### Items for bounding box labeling

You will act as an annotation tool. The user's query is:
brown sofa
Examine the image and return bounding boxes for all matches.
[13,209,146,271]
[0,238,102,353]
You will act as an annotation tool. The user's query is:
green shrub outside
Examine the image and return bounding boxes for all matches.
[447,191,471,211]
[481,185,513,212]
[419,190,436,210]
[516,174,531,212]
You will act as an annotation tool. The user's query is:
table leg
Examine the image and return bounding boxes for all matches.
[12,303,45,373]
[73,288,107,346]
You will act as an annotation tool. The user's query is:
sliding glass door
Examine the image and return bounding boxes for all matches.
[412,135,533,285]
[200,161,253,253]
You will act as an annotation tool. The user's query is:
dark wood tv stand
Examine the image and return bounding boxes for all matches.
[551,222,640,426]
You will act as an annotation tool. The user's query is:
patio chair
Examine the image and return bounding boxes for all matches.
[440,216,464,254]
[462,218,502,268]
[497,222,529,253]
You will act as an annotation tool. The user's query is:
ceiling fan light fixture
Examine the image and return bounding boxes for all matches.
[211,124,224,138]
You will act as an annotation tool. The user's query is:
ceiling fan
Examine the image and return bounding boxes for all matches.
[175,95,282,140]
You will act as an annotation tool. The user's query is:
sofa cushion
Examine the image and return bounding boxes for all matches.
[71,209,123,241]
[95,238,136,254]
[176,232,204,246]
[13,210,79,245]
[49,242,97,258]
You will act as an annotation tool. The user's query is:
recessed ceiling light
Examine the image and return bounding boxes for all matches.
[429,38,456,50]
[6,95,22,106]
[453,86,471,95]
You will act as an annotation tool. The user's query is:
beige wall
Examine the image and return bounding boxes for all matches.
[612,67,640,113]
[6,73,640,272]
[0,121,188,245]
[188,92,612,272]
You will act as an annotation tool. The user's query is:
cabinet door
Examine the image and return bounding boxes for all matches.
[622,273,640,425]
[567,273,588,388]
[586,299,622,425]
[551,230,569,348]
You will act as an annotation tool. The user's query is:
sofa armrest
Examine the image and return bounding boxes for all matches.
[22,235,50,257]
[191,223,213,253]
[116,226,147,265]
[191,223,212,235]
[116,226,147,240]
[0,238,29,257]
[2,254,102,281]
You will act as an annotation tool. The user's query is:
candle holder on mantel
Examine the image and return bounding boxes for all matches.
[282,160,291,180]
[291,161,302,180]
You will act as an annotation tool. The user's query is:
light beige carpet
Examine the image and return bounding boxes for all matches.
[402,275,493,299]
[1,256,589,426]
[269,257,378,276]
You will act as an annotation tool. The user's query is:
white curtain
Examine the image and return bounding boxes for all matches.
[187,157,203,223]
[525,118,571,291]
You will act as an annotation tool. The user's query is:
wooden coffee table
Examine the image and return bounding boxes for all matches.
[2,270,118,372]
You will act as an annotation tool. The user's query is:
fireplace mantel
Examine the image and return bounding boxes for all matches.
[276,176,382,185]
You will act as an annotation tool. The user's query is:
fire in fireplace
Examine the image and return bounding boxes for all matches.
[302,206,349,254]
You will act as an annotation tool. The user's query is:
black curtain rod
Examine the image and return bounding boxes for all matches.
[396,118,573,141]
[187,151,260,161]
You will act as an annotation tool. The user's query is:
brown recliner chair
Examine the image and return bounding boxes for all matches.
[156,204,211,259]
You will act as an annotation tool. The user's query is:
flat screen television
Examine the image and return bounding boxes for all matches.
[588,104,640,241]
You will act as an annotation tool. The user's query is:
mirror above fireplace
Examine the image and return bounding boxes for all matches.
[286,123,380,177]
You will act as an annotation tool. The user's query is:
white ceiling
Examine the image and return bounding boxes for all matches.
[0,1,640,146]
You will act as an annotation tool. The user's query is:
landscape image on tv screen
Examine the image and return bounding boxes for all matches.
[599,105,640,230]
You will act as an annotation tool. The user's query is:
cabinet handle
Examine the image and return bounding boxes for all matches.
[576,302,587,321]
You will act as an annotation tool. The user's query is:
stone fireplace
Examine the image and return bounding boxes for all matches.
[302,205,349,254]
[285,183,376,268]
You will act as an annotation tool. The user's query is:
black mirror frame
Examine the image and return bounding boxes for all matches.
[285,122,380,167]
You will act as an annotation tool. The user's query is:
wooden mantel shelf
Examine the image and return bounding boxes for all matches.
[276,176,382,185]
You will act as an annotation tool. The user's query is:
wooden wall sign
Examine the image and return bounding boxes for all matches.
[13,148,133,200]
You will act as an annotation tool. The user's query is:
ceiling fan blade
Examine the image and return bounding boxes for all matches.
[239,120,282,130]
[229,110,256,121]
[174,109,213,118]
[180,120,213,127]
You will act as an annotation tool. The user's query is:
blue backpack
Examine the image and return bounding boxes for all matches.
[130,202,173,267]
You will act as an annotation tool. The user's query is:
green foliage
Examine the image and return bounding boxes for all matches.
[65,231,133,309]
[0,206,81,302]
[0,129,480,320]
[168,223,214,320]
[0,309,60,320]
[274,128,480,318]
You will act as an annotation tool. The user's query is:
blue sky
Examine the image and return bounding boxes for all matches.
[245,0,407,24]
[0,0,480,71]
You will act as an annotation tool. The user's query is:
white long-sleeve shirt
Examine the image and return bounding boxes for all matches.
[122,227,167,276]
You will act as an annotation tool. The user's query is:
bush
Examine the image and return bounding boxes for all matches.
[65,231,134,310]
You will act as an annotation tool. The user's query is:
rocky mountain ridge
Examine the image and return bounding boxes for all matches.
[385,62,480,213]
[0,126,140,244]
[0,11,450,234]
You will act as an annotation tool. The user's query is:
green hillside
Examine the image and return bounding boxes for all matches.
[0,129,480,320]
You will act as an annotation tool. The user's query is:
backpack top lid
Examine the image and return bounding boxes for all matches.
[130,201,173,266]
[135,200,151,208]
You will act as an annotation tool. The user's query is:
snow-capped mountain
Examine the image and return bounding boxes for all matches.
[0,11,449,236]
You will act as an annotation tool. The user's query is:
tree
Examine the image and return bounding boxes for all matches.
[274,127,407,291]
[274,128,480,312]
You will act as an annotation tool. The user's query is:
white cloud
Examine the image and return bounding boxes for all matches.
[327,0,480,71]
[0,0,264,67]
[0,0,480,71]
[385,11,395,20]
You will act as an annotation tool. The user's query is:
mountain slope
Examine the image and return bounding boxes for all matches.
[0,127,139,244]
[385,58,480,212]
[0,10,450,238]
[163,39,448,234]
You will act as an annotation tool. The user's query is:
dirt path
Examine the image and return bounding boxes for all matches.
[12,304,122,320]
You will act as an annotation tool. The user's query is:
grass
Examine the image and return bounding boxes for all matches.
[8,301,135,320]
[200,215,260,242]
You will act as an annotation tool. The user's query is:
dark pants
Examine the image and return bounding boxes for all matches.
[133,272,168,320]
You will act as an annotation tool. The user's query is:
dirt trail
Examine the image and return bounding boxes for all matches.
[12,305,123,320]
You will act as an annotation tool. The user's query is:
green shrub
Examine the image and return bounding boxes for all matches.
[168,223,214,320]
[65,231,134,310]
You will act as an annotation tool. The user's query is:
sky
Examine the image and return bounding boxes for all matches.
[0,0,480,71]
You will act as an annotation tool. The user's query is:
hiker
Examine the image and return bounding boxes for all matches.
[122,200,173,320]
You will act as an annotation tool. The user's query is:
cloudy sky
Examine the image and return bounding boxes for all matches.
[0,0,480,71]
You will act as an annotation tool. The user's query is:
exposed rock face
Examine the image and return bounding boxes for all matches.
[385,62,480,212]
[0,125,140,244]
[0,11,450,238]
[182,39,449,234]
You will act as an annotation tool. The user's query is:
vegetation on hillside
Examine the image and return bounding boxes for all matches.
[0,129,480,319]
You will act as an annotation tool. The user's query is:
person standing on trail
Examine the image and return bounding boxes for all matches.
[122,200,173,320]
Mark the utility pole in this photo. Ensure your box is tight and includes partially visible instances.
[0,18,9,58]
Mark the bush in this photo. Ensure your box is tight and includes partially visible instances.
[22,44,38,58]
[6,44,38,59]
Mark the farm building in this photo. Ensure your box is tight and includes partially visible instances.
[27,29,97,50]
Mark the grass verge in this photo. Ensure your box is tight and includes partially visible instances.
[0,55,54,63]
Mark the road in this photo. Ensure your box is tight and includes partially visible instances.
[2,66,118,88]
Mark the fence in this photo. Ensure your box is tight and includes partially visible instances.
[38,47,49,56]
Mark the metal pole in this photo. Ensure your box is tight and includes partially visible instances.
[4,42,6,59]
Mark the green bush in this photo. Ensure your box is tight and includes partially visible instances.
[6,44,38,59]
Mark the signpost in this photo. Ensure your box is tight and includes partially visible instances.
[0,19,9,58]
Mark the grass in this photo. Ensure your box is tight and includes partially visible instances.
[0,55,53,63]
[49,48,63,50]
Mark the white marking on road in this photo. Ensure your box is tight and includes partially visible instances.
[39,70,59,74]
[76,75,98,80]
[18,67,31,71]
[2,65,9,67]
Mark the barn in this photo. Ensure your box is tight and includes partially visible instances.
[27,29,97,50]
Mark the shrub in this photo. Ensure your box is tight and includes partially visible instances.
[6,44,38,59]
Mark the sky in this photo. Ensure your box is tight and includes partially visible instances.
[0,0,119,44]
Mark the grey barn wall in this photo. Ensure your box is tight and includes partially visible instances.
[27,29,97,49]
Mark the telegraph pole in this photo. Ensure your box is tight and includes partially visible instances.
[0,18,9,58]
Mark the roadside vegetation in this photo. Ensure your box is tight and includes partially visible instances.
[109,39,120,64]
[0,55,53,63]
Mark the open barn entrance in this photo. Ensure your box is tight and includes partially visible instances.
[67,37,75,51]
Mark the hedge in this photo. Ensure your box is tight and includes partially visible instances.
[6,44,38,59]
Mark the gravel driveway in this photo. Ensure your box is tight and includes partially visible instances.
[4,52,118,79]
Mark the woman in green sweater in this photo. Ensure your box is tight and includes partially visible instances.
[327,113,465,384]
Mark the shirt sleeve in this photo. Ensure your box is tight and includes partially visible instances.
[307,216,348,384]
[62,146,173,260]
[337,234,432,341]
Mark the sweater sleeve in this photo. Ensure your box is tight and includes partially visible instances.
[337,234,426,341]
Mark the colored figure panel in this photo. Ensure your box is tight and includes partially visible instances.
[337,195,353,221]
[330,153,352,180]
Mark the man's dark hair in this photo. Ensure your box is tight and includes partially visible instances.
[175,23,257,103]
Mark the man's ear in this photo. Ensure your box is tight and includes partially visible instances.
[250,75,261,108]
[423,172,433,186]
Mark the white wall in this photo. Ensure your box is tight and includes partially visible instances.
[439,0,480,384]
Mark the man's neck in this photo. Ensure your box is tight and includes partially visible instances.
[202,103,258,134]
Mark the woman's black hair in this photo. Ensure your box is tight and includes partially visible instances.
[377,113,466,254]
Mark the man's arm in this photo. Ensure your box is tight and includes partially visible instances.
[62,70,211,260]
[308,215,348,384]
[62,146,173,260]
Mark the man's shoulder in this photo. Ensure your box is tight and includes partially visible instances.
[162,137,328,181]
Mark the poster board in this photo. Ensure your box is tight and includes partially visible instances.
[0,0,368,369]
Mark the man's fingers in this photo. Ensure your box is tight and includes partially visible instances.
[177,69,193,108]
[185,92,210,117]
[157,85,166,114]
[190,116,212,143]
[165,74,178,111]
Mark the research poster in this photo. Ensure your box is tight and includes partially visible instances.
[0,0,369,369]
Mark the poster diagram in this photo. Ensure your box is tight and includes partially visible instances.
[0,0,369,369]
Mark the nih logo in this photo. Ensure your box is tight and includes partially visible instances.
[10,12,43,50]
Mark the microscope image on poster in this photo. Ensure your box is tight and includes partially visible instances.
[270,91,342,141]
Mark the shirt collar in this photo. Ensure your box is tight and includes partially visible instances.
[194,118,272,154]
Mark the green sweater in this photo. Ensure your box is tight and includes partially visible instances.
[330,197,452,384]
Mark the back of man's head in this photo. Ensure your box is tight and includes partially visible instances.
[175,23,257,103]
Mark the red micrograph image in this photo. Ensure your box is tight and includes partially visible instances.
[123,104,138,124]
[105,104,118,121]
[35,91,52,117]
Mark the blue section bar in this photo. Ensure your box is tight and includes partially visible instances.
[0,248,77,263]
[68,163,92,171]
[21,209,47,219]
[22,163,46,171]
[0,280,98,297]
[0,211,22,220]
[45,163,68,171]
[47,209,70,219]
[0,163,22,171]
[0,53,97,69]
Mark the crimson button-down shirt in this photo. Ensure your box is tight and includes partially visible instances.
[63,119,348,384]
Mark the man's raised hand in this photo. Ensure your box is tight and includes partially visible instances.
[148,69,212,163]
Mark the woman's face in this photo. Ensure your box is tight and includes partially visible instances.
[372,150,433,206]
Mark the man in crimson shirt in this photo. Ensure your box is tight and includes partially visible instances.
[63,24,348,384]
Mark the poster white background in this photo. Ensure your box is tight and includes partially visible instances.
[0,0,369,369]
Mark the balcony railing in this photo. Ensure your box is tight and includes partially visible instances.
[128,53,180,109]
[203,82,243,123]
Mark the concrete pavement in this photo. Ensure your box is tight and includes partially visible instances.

### To do
Reproduce the lines starting at the one containing "Mark the white wall" and ending with the one containing "[377,113,466,254]", swapping "in this photo" for "in this image" and keeping all other text identical.

### Output below
Mark the white wall in this image. Ensure your box is tight and includes partially visible instances.
[439,0,480,384]
Mark the man's neck in this image. Ensure your box is tight and includes partially visible instances.
[202,103,258,134]
Mark the woman's black hair in this image. Ensure your box is tight and includes partially visible instances.
[377,113,466,254]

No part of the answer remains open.